# [PAGE EXCERPT]
WASHINGTON (AP) — The Trump administration is looking at cutting the Department of Housing and Urban Development budget by more than $6 billion. Documents obtained by The Washington Post show a preliminary HUD budget that would slash nearly $2 billion from funds dedicated to public housing. It would eliminate the Community Development Block Grant Program, which funds local improvement efforts and anti-poverty programs. HUD spokesman Jereon Brown told the Post the budget document "is still a work in progress."
GENEVA (AP) — U.N. High Commissioner for Human Rights Zeid Ra'ad al-Hussein says "transparency and victim support" will be part of a new strategy laid out by the secretary-general to fight sexual abuse and exploitation by U.N. peacekeepers. Zeid says such abuse has been a "scourge on the U.N.," and he also puts the responsibility on countries to help. Zeid addressed questions today at the Human Rights Council in Geneva.
ROCHESTER, N.Y. (AP) — Utility crews are working to restore electricity service to about 200,000 homes and businesses in western New York after hurricane-force winds toppled trees and power lines. More than half of the outages this morning are in the Rochester area, where fallen trees and utility poles are blocking several roads. Officials in the towns of Greece and Irondequoit (uh-RAHN'-duh-kwoyt) have declared states of emergency.
MIAMI (AP) — Lawyers for the Florida Department of Children & Families told a judge they made a "simple mistake" when they gave her incorrect information about the welfare of foster children who may have witnessed a teen hang herself on Facebook live. Judge Maria Sampedro-Iglesia had ordered the agency to explain why they shouldn't be held in contempt of court over a mix-up in identifying a girl who was in the home Jan. 22 when 14-year-old Naika Venant died. The judge has threatened to jail the agency's top Miami attorney.

(Collected data entries)
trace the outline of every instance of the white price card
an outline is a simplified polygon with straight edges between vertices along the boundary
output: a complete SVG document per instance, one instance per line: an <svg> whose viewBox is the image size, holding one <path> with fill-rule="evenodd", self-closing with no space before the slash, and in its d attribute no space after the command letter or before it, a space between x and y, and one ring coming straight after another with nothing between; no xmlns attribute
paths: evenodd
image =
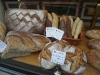
<svg viewBox="0 0 100 75"><path fill-rule="evenodd" d="M46 37L53 37L54 36L54 28L53 27L46 27Z"/></svg>
<svg viewBox="0 0 100 75"><path fill-rule="evenodd" d="M0 40L0 52L3 52L6 47L7 45L2 40Z"/></svg>
<svg viewBox="0 0 100 75"><path fill-rule="evenodd" d="M65 52L61 52L58 50L53 50L52 52L52 56L51 56L51 62L59 64L59 65L63 65L64 61L66 58L66 53Z"/></svg>
<svg viewBox="0 0 100 75"><path fill-rule="evenodd" d="M55 28L53 34L54 34L53 37L54 37L55 39L61 40L62 37L63 37L64 31Z"/></svg>

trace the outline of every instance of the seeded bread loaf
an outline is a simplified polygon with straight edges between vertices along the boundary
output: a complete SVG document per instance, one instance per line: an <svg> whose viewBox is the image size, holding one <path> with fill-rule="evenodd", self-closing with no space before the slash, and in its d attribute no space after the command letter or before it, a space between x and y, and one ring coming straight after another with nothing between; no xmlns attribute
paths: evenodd
<svg viewBox="0 0 100 75"><path fill-rule="evenodd" d="M2 52L1 58L12 58L40 51L50 40L43 35L30 32L9 31L4 42L7 48Z"/></svg>
<svg viewBox="0 0 100 75"><path fill-rule="evenodd" d="M8 30L20 30L43 34L47 11L32 9L8 9L5 12L5 23Z"/></svg>

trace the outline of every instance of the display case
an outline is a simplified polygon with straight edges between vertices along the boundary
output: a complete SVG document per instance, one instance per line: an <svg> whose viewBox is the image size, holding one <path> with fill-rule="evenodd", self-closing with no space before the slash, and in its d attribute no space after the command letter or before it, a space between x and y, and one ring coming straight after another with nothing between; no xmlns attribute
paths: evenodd
<svg viewBox="0 0 100 75"><path fill-rule="evenodd" d="M27 9L43 9L48 12L55 12L59 16L71 15L75 20L76 17L84 22L82 29L82 40L77 45L78 48L85 53L89 50L86 46L89 38L85 36L86 31L90 28L93 14L98 3L98 0L21 0L25 3ZM12 8L18 8L18 1L2 0L5 11ZM99 28L100 17L96 19L95 27ZM2 59L0 58L0 71L14 74L14 75L54 75L56 69L44 69L40 66L38 61L40 51L34 52L28 56L21 56L16 58ZM74 75L64 72L60 69L61 75ZM99 75L100 70L94 68L87 63L86 70L79 75Z"/></svg>

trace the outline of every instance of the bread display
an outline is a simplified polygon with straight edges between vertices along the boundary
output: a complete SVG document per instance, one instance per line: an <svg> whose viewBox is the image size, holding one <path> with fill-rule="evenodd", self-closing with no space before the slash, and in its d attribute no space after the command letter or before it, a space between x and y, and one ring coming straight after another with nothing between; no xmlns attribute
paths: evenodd
<svg viewBox="0 0 100 75"><path fill-rule="evenodd" d="M79 74L85 70L87 63L85 53L64 40L57 40L45 45L38 57L41 67L45 69L52 69L56 66L55 63L50 61L53 50L66 52L64 65L60 65L63 71Z"/></svg>
<svg viewBox="0 0 100 75"><path fill-rule="evenodd" d="M0 40L4 40L6 36L6 25L3 22L0 22Z"/></svg>
<svg viewBox="0 0 100 75"><path fill-rule="evenodd" d="M90 39L90 40L88 40L87 47L89 49L98 49L98 50L100 50L100 40L99 39Z"/></svg>
<svg viewBox="0 0 100 75"><path fill-rule="evenodd" d="M88 63L100 70L100 50L91 49L87 53Z"/></svg>
<svg viewBox="0 0 100 75"><path fill-rule="evenodd" d="M43 35L30 32L9 31L4 42L7 47L1 58L12 58L40 51L50 40Z"/></svg>
<svg viewBox="0 0 100 75"><path fill-rule="evenodd" d="M100 39L100 30L88 30L86 36L90 39Z"/></svg>
<svg viewBox="0 0 100 75"><path fill-rule="evenodd" d="M5 12L5 23L8 30L20 30L43 34L47 11L32 9L8 9Z"/></svg>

# [WRITTEN EXERCISE]
Can you output the news briefs word for word from "ROCHESTER, N.Y. (AP)" up to and including "states of emergency."? These records have no connection to the news briefs.

# [PROBLEM SOLUTION]
ROCHESTER, N.Y. (AP) — Utility crews are working to restore electricity service to about 200,000 homes and businesses in western New York after hurricane-force winds toppled trees and power lines. More than half of the outages this morning are in the Rochester area, where fallen trees and utility poles are blocking several roads. Officials in the towns of Greece and Irondequoit (uh-RAHN'-duh-kwoyt) have declared states of emergency.